Texto fuente
El panel final muestra al Brote de la Vida que vuelve a crecer, pero ahora el Hombre ha abandonado su afilada arma y se ha unido a los demás animales, que lo rodean para ensalzarlo y adorarlo.

Es, en otras palabras, una profecía del
cuello de botella
: la situación, planteada habitualmente por los modernos ecologistas, de que el mundo se enfrentará pronto a un periodo de graves tribulaciones ecológicas que durarán unas pocas décadas o siglos y acabarán cuando encontremos un nuevo y armonioso
modus vivendi
con la Naturaleza.

En conjunto, el friso es una obra bastante brillante. Obviamente no es una antigua ruina india, y alguna persona o personas vivas merecen ser elogiadas. Pero no hay firmas en la reserva de caza de Maharajá en Disney World. No hay firmas en nada, porque arruinaría el efecto si largos créditos colgaran de cada ladrillo desgastado a medida, como en las películas de Hollywood.

Tarea breve
Escribe la continuación del texto sobre el friso de Disney World a partir de su última oración.

Extracto de datos
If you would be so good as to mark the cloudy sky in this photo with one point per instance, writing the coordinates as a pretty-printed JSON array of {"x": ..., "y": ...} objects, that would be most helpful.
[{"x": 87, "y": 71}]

Resultado
Entre los guionistas de Hollywood, Disney tiene la reputación de ser una madrastra verdaderamente malvada. No resulta difícil ver por qué. Disney está en el negocio de los productos de ilusión sin fisuras —un espejo mágico que refleja el mundo mejor de lo que realmente es—. Pero un escritor está hablando literalmente a sus lectores, no sólo creando un ambiente o presentándoles algo donde mirar; y así como la interfaz de línea de comandos abre un canal mucho más directo y explícito entre usuario y máquina que la GUI, lo mismo sucede con palabras, escritor y lector.

La palabra, al final, es el único sistema para codificar los pensamientos —el único medio— que no es fungible, que se niega a disolverse en el torrente devorador de los medios electrónicos (los turistas más ricos en Disney World llevan camisetas con los nombres de diseñadores famosos impresos, porque los propios diseños pueden copiarse fácilmente y con impunidad. El único modo de fabricar ropa que no puede copiarse legalmente es imprimir palabras con copyright y marca registrada; una vez se ha dado ese paso, la ropa misma ya no importa realmente, y así una camiseta es tan buena como cualquier otra cosa. Las camisetas con palabras caras son ahora la insignia de la clase alta. Las camisetas con palabras baratas, o sin palabras, son para el común de los mortales).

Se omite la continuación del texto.